=== GIVEN ENTRIES ===

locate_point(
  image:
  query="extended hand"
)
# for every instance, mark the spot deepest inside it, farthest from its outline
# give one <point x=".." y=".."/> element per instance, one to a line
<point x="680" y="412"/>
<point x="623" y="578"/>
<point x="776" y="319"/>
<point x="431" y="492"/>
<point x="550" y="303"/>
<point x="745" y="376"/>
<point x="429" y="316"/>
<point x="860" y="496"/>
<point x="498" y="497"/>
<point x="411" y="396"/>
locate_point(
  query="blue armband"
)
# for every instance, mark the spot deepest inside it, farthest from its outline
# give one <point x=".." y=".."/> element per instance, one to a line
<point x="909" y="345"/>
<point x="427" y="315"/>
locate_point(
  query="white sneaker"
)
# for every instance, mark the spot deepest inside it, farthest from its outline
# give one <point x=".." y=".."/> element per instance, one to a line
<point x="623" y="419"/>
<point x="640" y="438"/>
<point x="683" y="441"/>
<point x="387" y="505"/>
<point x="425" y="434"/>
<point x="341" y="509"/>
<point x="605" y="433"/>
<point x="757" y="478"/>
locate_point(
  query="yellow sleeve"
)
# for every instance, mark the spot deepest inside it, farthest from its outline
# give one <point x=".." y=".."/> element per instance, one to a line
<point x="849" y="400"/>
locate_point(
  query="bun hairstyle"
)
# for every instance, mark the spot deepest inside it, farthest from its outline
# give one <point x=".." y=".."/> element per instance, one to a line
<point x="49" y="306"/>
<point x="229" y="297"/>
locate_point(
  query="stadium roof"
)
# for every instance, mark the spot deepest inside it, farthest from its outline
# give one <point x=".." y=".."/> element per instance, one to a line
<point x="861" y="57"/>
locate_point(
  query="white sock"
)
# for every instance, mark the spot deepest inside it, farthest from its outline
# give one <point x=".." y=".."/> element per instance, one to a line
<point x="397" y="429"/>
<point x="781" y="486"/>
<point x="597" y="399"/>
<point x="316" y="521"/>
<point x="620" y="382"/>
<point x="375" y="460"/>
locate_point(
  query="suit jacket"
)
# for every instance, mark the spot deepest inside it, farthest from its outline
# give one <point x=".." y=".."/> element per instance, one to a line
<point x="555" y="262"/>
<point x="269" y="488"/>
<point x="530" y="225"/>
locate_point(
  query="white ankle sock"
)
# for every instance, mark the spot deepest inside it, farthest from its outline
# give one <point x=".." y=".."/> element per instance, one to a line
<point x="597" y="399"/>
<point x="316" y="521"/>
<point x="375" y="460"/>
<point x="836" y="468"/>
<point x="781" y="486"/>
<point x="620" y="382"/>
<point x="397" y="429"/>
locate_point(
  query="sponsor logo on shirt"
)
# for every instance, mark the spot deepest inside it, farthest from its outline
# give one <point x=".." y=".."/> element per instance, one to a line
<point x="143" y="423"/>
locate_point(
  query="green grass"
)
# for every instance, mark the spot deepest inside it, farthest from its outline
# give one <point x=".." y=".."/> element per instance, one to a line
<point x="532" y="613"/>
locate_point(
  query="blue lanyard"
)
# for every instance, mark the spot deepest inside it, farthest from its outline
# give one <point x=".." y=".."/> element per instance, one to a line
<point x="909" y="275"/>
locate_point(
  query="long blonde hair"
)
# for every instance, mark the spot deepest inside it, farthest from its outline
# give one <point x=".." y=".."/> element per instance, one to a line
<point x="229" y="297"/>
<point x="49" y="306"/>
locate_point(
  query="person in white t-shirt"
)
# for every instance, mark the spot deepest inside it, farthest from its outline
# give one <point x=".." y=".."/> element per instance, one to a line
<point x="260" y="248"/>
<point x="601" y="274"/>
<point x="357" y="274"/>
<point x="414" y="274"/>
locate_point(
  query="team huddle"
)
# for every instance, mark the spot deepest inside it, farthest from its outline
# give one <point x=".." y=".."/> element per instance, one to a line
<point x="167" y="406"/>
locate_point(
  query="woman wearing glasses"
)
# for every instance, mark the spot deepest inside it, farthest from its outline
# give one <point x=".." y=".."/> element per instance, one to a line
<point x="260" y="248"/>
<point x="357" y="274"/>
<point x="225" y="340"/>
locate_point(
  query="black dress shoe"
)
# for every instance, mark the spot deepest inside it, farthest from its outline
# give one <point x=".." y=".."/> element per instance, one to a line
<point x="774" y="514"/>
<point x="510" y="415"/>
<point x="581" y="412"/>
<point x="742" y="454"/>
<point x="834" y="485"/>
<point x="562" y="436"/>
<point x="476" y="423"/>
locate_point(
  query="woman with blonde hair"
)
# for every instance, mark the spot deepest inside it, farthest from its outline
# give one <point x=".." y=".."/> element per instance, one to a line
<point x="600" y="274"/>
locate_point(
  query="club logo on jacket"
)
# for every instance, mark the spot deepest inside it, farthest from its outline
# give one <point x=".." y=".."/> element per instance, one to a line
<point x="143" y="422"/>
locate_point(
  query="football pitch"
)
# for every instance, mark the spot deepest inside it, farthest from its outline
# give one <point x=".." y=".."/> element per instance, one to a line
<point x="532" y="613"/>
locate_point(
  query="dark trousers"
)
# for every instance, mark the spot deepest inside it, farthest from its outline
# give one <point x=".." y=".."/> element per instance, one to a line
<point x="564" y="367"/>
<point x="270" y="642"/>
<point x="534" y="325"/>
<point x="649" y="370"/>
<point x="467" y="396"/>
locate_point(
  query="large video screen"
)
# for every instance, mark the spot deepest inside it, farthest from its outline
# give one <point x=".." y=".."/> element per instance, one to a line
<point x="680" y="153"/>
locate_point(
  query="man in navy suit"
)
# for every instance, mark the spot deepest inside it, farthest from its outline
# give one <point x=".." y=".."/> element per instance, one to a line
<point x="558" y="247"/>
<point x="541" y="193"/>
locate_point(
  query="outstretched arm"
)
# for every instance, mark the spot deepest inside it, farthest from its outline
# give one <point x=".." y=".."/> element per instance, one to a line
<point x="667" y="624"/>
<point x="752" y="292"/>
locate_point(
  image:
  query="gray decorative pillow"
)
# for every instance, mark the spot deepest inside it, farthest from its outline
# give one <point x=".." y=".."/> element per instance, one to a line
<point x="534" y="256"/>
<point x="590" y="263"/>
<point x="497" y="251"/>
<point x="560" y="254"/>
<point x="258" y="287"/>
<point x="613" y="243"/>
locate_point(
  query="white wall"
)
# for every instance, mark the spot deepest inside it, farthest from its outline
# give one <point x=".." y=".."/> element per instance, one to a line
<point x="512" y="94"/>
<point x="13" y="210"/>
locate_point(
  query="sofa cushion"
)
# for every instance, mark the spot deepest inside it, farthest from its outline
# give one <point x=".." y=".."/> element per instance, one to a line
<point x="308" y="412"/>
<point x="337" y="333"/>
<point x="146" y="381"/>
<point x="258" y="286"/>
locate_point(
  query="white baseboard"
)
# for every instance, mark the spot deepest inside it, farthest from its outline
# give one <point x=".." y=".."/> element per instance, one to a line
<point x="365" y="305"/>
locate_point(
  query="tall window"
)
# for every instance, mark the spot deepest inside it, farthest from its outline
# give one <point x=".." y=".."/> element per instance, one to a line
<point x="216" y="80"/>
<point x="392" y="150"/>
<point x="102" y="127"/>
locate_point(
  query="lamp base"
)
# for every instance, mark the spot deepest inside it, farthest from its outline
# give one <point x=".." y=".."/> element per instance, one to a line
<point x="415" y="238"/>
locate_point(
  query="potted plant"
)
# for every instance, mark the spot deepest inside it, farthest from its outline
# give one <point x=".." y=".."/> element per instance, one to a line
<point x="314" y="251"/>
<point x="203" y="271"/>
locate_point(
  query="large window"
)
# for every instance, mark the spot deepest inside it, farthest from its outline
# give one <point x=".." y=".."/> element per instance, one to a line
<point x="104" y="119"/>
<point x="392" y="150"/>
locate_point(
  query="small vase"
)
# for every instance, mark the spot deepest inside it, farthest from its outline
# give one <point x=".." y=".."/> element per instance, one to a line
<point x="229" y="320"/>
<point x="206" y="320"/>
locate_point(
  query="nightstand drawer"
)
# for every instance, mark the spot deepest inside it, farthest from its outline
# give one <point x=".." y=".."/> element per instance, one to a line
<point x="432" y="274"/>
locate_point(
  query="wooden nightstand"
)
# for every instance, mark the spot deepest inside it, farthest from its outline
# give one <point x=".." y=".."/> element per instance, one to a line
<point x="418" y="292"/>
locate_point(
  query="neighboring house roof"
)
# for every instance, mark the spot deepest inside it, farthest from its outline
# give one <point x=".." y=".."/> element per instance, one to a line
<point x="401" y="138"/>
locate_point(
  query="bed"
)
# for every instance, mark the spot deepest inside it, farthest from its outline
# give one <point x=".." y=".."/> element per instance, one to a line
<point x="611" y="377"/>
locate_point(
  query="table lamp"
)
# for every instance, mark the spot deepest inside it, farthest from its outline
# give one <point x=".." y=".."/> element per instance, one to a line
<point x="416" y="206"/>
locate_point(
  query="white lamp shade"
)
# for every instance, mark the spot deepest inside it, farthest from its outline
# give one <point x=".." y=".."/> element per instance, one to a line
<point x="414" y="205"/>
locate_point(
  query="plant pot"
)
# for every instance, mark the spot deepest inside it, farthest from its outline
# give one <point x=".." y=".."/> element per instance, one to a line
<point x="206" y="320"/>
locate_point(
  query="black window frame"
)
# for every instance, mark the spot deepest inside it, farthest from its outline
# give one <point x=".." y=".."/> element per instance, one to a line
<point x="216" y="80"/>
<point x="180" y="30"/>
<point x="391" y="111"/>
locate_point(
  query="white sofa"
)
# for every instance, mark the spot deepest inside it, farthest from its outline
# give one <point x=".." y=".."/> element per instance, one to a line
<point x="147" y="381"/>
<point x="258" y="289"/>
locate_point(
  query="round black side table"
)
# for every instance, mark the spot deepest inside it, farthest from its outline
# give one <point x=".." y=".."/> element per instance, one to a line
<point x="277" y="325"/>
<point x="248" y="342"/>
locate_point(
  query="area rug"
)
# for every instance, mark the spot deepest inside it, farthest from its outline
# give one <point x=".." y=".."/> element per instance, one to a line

===

__GOAL OF THE EXERCISE__
Please show every line of the material above that contains the string "sock", treating uppercase and lowercase as different.

__EXERCISE SOLUTION__
  query="white sock"
  query="white ankle sock"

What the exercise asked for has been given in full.